In the text on past debt ceiling increases, by how much did the Omnibus Budget Reconciliation Act of 1990 raise the debt limit?

> _TEXT UNDER STUDY_:

>>

Although the need to raise the debt ceiling can serve as a useful moment for taking stock of our fiscal state, lawmakers should enact a comprehensive deficit reduction plan without jeopardizing the full faith and credit of the U.S. government.

Where can I learn more?

Appendix: Examples of How Debt Ceiling Has Been Used in the Past

The Gramm-Rudman-Hollings Act in 1985: The Gramm-Rudman-Hollings Act (GRH) in 1985 raised the debt limit by $175 billion and also set a target for a balanced budget target in Fiscal Year (FY) 1991, with across-the-board cuts in spending by sequestration designed as an enforcement mechanism. Although the deficit-reduction goals under GRH were not achieved, the experience gained under the act contributed to the development of more workable and effective procedures five years later.

Omnibus Budget Reconciliation Act of 1990: The Omnibus Budget Reconciliation Act (OBRA) of 1990 raised the debt limit by $915 billion, the largest increase up until that point, but also contained nearly $500 billion in debt reduction over the next five years and enforcement procedures in the Budget Enforcement Act (BEA), which helped lead to the budget surpluses in the late 1990s. The BEA created adjustable limits for separate categories of discretionary spending and the pay-as-you-go (PAYGO) procedure that required tax cuts or increases in mandatory spending to be offset. Congress approved six temporary increases in the debt limit while negotiations were ongoing and Congress was considering legislation implementing the budget agreement.

Omnibus Budget Reconciliation Act of 1993: The Omnibus Budget Reconciliation Act of 1993 raised the debt limit by $600 billion, an increase that lasted for about two and a half years. OBRA '93 was the second major deficit reduction package of the 1990s, also containing nearly $500 billion in deficit reduction over five years. The agreement extended the original spending caps from 1990 and raised taxes on high earners, among other reforms.

Balanced Budget Act of 1997: The Balanced Budget Act of 1997 included a $450 billion debt limit increase which, thanks to the surpluses of the late 1990s and early 2000s, enabled it to last until 2002. At the time, the legislation called for about $125 billion of net deficit reduction over five years and $425 billion over ten years. It did so mainly through reductions in health care spending via provider payment reductions and increased premiums. The Act also created a few new programs -- Medicare+Choice (later renamed Medicare Advantage or Medicare Part C) and the State Children’s Health Insurance Program (SCHIP).

Statutory PAYGO Act of 2010: The Statutory PAYGO Act of 2010 contained a debt limit increase of $1.9 trillion, the largest nominal increase ever enacted until that point in time. The legislation also reinstituted statutory PAYGO procedures that require tax cuts and mandatory spending increases to be fully offset (with some exemptions). Informally, the agreement to raise the debt ceiling also led to the creation of a National Commission on Fiscal Responsibility and Reform, to which President Obama later appointed Erskine Bowles and former Senator Al Simpson as co-chairs.

<<

> _DATA PROVIDED_:

>>

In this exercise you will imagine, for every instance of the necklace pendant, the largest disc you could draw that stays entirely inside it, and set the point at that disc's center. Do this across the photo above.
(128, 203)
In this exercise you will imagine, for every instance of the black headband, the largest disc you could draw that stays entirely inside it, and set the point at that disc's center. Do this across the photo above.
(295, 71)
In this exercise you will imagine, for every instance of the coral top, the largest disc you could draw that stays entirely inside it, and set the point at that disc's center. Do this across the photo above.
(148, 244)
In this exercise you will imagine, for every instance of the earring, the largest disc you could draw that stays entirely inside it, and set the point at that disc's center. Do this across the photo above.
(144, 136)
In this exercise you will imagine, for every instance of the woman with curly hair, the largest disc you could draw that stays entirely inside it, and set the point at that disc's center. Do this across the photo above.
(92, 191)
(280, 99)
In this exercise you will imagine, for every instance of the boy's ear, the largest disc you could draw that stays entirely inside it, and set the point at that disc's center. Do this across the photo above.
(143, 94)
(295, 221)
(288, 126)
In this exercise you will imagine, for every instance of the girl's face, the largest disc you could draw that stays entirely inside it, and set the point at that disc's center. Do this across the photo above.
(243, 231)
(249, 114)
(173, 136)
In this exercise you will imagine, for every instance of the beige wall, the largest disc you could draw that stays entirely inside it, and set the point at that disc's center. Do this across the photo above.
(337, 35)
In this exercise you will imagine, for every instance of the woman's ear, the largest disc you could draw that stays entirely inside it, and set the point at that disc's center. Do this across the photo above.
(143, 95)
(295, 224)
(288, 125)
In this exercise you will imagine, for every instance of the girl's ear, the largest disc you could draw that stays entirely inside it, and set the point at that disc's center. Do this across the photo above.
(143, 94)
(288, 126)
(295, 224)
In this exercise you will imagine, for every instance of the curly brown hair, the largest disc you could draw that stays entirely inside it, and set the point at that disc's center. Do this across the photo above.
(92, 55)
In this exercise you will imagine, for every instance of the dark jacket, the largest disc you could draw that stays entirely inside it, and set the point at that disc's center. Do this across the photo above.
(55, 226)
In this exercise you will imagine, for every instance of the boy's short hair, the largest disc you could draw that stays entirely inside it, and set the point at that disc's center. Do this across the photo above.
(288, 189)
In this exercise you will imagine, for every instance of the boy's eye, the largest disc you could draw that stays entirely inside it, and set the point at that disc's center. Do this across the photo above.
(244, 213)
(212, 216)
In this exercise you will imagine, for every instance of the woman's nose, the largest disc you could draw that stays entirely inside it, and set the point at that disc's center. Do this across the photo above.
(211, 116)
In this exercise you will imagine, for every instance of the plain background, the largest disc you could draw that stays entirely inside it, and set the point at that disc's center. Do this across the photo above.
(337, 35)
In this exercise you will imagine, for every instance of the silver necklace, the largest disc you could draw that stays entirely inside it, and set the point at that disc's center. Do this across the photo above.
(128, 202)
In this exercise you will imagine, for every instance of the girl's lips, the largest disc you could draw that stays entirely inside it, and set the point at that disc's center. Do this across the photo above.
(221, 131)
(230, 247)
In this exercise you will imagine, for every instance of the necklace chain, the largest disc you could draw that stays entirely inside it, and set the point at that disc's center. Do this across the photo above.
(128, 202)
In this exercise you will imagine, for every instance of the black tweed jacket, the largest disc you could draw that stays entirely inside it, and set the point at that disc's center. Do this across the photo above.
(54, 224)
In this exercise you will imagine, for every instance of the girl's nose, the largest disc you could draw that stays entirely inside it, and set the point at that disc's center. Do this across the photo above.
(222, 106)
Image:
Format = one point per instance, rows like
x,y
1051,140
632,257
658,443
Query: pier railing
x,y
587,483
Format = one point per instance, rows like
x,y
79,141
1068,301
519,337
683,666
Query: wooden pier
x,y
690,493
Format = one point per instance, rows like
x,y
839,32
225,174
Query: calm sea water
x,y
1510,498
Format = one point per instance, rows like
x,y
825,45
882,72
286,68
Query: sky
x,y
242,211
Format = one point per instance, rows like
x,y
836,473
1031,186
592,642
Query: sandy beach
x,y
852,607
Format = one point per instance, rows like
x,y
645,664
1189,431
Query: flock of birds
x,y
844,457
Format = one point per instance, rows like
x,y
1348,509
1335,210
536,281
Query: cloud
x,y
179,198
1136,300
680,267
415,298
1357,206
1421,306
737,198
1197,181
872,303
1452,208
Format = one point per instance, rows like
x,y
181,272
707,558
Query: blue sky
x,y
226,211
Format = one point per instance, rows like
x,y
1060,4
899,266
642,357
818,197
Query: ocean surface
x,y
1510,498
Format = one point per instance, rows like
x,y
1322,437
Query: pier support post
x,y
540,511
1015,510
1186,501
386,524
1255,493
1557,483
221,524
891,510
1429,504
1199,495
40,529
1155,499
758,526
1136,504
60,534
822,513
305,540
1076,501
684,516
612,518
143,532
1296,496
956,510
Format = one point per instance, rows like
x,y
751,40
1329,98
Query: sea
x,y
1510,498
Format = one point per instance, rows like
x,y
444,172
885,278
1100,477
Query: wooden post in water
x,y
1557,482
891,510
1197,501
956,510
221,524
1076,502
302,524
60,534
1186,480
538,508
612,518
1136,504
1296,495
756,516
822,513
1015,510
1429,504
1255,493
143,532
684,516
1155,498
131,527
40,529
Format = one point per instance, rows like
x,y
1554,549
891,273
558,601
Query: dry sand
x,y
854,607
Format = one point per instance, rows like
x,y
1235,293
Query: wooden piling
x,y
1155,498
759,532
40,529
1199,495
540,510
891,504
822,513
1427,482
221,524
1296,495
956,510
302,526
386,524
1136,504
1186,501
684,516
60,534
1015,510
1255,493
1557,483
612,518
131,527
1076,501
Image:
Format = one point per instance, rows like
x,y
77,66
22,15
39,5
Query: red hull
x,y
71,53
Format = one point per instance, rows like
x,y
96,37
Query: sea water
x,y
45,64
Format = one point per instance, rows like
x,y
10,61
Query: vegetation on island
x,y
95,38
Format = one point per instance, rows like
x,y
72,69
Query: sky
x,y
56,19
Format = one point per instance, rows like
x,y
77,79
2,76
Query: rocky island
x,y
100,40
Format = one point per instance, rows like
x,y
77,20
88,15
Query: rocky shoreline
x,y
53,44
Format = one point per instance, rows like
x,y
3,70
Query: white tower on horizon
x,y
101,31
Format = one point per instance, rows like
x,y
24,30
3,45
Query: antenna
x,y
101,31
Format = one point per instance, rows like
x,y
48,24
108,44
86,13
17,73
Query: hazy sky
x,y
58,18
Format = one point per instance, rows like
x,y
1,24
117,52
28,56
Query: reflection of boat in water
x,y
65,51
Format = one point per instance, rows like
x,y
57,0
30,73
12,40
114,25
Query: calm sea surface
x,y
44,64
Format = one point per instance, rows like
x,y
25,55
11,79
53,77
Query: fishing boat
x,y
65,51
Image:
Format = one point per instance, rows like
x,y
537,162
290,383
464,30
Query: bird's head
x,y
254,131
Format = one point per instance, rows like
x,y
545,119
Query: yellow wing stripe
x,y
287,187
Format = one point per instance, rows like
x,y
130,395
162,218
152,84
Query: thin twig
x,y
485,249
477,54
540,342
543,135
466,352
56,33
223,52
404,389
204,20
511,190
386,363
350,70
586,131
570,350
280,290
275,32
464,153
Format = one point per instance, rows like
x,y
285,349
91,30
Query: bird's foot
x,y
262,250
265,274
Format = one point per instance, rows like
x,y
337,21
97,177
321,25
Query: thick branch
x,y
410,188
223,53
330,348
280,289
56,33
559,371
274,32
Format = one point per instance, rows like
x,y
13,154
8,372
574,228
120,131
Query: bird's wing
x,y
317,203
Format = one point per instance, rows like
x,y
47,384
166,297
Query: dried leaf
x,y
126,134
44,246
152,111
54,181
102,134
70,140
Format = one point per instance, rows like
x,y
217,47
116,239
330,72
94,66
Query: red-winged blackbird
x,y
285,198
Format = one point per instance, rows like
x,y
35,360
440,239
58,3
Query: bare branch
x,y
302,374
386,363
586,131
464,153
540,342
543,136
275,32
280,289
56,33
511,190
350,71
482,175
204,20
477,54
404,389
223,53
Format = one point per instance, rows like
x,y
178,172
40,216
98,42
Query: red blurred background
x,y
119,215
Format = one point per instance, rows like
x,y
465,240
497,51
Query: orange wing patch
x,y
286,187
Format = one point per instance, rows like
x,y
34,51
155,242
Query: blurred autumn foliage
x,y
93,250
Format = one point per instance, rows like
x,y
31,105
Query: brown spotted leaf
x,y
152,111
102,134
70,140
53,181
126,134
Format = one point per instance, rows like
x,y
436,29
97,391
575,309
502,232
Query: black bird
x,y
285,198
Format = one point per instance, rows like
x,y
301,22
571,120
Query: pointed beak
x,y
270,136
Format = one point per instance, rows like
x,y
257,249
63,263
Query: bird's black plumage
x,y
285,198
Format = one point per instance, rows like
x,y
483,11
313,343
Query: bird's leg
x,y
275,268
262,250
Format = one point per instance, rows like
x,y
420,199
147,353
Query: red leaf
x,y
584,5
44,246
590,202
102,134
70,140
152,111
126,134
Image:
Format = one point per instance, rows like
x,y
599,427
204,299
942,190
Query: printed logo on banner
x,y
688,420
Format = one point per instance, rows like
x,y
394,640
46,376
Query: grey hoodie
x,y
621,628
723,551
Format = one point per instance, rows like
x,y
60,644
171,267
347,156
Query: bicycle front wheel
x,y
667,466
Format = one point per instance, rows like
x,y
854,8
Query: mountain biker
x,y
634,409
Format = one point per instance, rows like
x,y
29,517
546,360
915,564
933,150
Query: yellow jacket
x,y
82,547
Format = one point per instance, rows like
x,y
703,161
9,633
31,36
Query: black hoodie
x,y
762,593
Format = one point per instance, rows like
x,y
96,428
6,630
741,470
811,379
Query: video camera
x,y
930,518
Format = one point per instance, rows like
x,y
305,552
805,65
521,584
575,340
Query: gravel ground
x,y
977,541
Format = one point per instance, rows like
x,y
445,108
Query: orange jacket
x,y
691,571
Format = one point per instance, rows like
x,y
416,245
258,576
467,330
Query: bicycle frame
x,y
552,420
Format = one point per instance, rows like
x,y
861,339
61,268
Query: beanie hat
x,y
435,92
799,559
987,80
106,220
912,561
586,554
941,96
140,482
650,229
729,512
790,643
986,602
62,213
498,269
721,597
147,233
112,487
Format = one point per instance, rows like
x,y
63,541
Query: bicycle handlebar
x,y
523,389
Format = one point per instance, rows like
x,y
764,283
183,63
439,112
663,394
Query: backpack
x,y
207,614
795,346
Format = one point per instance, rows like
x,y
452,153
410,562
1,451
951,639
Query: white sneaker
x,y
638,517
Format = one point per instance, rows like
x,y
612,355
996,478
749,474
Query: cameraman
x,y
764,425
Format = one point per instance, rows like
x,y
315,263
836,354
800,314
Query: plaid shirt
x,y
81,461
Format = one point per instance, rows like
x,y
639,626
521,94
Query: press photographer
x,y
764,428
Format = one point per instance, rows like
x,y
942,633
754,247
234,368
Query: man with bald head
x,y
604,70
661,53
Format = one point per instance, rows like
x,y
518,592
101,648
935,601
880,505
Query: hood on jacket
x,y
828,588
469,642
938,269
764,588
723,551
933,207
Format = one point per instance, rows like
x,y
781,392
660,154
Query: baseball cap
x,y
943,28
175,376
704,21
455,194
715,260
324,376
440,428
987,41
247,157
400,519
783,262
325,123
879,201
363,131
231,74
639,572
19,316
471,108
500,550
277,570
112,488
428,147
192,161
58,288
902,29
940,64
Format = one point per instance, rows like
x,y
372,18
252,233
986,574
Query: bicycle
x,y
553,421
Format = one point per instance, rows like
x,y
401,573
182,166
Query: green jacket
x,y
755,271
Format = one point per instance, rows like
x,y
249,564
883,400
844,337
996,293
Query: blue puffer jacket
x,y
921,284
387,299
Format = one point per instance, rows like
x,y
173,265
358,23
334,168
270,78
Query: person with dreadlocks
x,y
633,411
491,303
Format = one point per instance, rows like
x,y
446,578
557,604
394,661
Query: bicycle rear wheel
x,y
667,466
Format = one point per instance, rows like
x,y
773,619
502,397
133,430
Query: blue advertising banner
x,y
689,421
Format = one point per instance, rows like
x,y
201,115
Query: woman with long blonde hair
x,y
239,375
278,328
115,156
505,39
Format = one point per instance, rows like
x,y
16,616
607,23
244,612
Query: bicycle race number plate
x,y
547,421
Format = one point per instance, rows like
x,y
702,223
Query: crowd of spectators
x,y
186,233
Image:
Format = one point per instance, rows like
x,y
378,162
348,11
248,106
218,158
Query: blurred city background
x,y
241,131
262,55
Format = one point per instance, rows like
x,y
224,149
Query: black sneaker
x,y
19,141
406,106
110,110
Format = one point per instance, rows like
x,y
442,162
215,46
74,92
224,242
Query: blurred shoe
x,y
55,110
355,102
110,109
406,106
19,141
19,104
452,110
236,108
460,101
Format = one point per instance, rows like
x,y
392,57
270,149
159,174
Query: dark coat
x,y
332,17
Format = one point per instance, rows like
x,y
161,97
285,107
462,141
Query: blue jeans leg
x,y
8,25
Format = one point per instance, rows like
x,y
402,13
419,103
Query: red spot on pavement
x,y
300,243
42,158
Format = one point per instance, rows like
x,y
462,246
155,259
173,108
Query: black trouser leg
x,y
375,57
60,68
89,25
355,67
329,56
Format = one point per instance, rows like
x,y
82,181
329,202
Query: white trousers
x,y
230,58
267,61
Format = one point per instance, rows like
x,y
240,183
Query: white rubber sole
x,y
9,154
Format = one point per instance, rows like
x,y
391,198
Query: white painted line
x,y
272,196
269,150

<<

> _ANSWER SECTION_:
By $915 billion, the largest increase up to that point.